▼
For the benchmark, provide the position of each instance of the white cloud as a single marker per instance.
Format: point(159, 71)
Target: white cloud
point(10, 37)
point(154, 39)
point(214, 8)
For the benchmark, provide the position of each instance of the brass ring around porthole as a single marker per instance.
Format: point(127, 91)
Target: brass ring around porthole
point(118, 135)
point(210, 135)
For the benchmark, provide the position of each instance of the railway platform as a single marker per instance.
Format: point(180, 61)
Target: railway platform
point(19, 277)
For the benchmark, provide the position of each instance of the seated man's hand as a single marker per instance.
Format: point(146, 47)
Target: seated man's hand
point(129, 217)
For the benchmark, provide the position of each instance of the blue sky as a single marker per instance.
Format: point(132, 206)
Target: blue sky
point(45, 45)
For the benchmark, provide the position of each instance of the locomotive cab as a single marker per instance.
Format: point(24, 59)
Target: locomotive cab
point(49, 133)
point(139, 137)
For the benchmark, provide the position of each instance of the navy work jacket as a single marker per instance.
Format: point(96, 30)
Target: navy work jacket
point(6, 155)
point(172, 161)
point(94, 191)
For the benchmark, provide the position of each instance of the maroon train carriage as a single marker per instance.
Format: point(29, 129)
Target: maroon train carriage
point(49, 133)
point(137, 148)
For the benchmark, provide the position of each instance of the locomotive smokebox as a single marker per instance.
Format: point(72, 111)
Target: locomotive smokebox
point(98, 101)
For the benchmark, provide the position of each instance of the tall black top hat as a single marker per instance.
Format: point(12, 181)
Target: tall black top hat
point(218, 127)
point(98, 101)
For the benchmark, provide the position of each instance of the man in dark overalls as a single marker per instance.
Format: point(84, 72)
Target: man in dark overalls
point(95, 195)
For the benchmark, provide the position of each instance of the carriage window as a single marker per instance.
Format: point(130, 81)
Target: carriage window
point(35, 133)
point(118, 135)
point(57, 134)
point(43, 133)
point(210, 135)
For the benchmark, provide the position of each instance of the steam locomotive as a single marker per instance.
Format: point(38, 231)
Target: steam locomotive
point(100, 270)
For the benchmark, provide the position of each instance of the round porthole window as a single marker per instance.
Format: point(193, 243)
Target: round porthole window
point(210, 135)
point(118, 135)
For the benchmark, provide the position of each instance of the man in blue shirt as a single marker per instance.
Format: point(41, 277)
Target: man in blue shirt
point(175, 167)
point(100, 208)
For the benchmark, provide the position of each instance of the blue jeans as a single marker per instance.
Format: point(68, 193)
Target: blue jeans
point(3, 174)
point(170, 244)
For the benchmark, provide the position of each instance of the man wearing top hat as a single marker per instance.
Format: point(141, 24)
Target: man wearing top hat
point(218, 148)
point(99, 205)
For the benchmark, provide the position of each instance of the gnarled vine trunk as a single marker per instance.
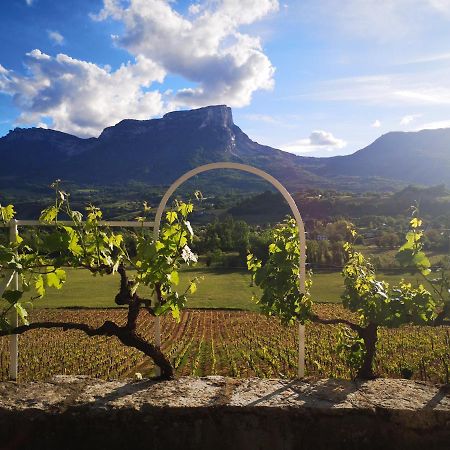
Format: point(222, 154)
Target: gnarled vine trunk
point(370, 336)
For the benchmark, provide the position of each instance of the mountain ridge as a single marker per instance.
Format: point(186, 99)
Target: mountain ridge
point(157, 151)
▲
Rewrite the records from the line with "the man wearing" through the end of the records, replacing "benchmark" with "evaluation" and changing nothing else. Leave the pictures out of your answer.

Response to this exercise:
For the evaluation, provide the position of each instance of the man wearing top hat as a single marker per instance.
Format: point(141, 24)
Target: man wearing top hat
point(218, 148)
point(99, 205)
For the evaluation, provide the position of each instance of the gnarled vine trunk as a single marker per instance.
Format: point(222, 154)
Target: gnarled vine trunk
point(370, 336)
For the evaluation, provide the position of each instance of the mountain ridge as a single marker per instance.
Format: point(186, 99)
Target: mountain ridge
point(157, 151)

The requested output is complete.